- Requirements -
Rewrite all the items below, replacing every "pixel marker" with "point" and keeping everything else unchanged. Leave the pictures out of your answer.

- Extracted data -
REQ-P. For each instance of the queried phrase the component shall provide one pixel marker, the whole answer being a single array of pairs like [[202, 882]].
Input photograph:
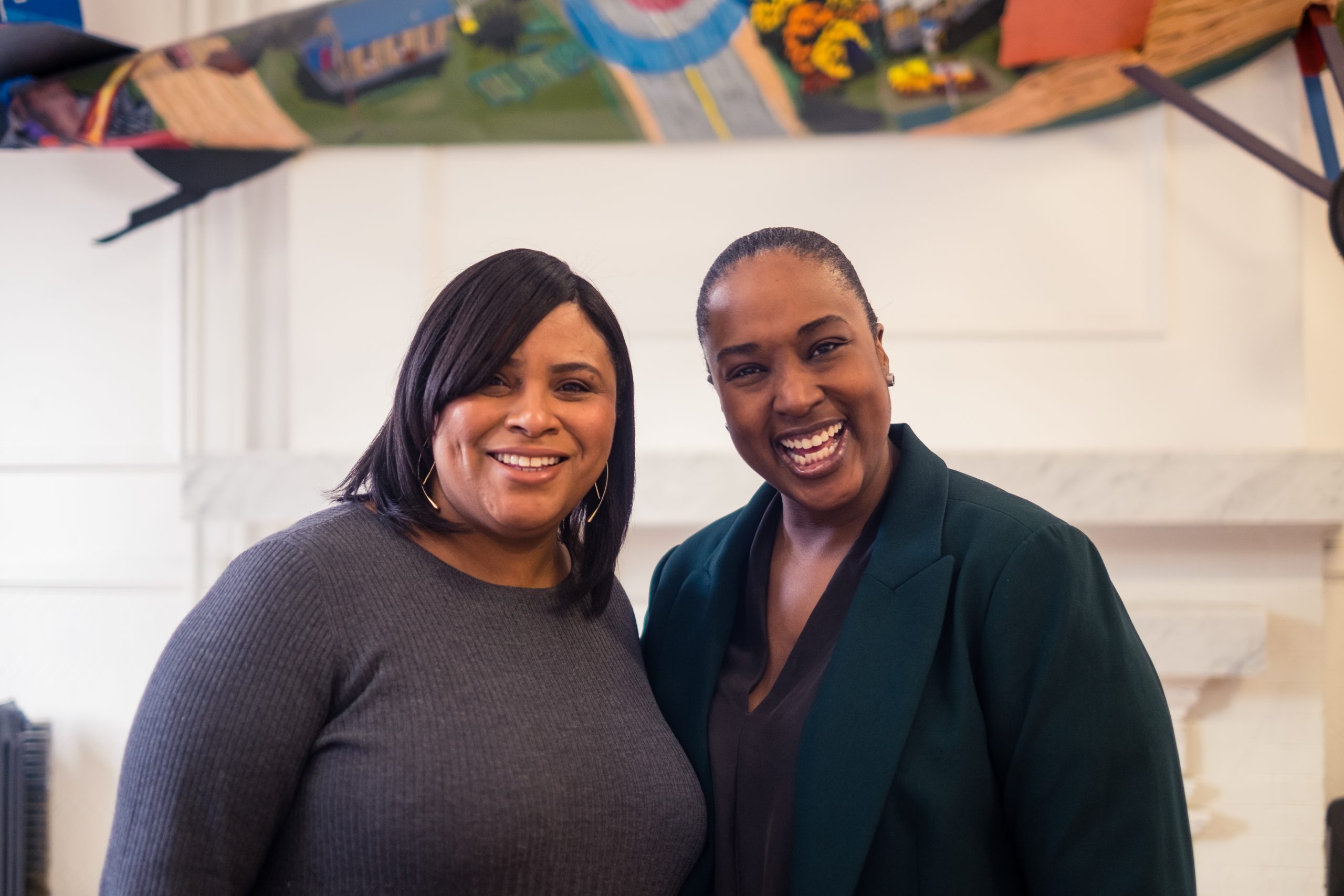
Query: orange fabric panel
[[1049, 30]]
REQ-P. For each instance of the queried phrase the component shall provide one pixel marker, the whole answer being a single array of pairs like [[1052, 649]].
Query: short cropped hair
[[800, 244]]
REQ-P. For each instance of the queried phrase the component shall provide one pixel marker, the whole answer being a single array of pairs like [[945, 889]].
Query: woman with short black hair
[[891, 678], [433, 687]]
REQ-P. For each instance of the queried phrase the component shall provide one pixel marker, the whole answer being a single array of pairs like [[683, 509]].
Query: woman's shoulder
[[692, 554], [295, 562], [987, 518]]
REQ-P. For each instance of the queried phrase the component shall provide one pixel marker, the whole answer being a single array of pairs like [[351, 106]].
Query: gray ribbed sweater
[[346, 714]]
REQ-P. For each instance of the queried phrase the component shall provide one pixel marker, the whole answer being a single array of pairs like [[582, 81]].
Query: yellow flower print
[[830, 54]]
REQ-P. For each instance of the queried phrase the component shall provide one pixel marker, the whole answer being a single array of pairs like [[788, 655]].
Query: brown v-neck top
[[753, 753]]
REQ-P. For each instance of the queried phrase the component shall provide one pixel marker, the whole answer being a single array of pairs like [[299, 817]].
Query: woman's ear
[[882, 352]]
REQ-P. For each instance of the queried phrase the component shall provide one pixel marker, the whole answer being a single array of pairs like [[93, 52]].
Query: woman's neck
[[524, 563], [812, 532]]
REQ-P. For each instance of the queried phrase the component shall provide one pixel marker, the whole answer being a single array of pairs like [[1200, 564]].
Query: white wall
[[1133, 285]]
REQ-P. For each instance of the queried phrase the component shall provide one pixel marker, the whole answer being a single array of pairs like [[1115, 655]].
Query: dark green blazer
[[988, 724]]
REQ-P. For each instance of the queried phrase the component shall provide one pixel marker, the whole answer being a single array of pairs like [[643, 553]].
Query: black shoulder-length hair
[[466, 338]]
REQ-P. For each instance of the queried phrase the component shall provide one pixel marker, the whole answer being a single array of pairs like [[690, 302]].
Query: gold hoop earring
[[423, 487], [601, 493]]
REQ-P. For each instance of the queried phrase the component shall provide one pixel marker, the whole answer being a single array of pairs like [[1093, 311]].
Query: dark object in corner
[[198, 172], [1335, 840], [25, 762], [41, 49]]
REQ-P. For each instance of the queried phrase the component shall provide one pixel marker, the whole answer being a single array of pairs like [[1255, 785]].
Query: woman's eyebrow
[[822, 321], [743, 349]]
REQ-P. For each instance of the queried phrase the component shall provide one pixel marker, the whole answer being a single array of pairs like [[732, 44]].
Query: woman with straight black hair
[[889, 676], [433, 687]]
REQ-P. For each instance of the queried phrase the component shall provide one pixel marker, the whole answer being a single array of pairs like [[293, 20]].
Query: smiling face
[[515, 457], [802, 381]]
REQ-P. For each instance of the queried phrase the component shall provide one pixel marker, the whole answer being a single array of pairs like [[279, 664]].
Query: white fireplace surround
[[1191, 644]]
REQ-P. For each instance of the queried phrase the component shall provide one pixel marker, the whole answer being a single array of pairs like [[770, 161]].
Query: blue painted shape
[[1321, 124], [64, 13], [368, 20], [656, 56]]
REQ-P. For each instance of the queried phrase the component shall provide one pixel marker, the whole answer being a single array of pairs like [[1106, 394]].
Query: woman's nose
[[531, 414], [796, 393]]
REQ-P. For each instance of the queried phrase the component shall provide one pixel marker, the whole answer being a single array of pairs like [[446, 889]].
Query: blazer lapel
[[699, 628], [854, 736]]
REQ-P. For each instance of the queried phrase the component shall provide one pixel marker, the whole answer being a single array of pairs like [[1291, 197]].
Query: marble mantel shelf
[[1292, 488]]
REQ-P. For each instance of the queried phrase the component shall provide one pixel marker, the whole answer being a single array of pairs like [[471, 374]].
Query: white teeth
[[812, 441], [808, 460], [527, 462]]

- Response -
REQ-P. For each instance of the queried phrase the component shall provide one point, the whole answer being a single array of pairs like [[202, 882]].
Input photograph:
Query: orange fabric panel
[[1049, 30]]
REQ-P. For each instance of the queried phrase the component shall provide one point, the whole answer being a single array of pairs like [[1052, 649]].
Query: short cropped hair
[[800, 244]]
REQ-P. For each instance of the queried phrase the component shall provide one point, the whole answer being a single array of pairs like [[945, 889]].
Query: woman with short black hair
[[891, 678], [433, 687]]
REQ-P. For each instance of the queried phrase the component shall provide one point, the whole answer being a single array of pairs like [[683, 509]].
Query: woman's shoulder
[[692, 554], [295, 562], [987, 518]]
REQ-P. For each instance of the queried phrase the component shall provide one point, the whole answer being a single array of pairs like [[351, 106]].
Query: gray ribbed sweater
[[346, 714]]
REQ-P. For each instance of the queried phrase the component shall provide one point, the whole answer being a single array of pairs like [[582, 81]].
Query: yellow flower print
[[830, 54]]
REQ-P. For each instance of the queried phrase the component shall provide one point, the whole answer being a single array of pairs like [[788, 655]].
Query: brown v-neck top
[[753, 753]]
REQ-P. For each instance of the queried phrase the component shall provide one point, the whole answer being a single array of pairs like [[299, 817]].
Query: woman's ear
[[882, 352]]
REQ-P. For each instance of the queried phrase the component shall provide one point, the whole answer being a single array of pairs like [[93, 52]].
Query: woman's neck
[[524, 563], [812, 532]]
REQ-P. For each instance of the queried phrase the component shall provide one point, the whole answer being a single array of pairs like [[1200, 564]].
Query: white wall
[[1133, 285]]
REQ-P. For each instance of the queried phrase the component shall provide one point, the whole answer being a single array of pairs like [[1115, 655]].
Query: dark green blazer
[[988, 724]]
REQ-P. For each instance of the queried phrase the component shall provide one point, the whole answer being a single array of pairs like [[643, 553]].
Query: black shoulder-length hair
[[466, 338]]
REQ-P. For each instance of the queried phrase the component shall provide one point, the whole answer being a single array of pairs like [[690, 302]].
Query: gold hoop earring
[[423, 487], [601, 493]]
REQ-P. For each instance of the queried phrase the component shall provide one point, the whole answer being a single array of pairs like [[1093, 311]].
Query: dark object in corner
[[198, 172], [1335, 840], [25, 762], [41, 49]]
REQ-P. For each instance of the queried phrase the component shall provide one point, the whole answer being a single array of pairs like [[1255, 785]].
Query: woman's eyebrow
[[822, 321], [743, 349]]
REQ-P. For each instance of the queried phrase the component shall provide one point, the whole answer being a single array of pairs like [[732, 44]].
Query: woman with straight black hair
[[889, 676], [433, 687]]
REQ-P. For each instance of the queried phrase the component shall provide one point, the whole answer being a single array of pairs like [[293, 20]].
Query: smiling face
[[515, 457], [802, 381]]
REQ-P. For each instance of the queried phrase the component shall provide one point, the whole answer being a single array of pairs like [[279, 664]].
Query: white fireplace surround
[[1191, 644]]
REQ-P. For each instance of the queried phrase the component shall provide one point, the whole answer being a single array of pairs like [[770, 161]].
Query: blue painted shape
[[1321, 124], [64, 13], [368, 20], [656, 56]]
REQ-P. For each instance of the queried phrase the component shall provide one point, the whole answer being a single array of pairs like [[1106, 394]].
Query: woman's nose
[[531, 414], [796, 393]]
REQ-P. For each instance of the queried phrase the component shall provide one point, the whole answer being a single array of pairs like [[446, 889]].
Query: blazer lapel
[[699, 628], [854, 736]]
REQ-P. For each instance of the queried phrase the component shall provide one point, the whole answer being a single array of pairs like [[1291, 197]].
Query: marble mantel shelf
[[1292, 488]]
REQ-P. For each instance of the queried phrase the component shall provide one point, the whole answer being a single array of pairs like [[471, 374]].
Query: white teeth
[[812, 441], [808, 460], [527, 462]]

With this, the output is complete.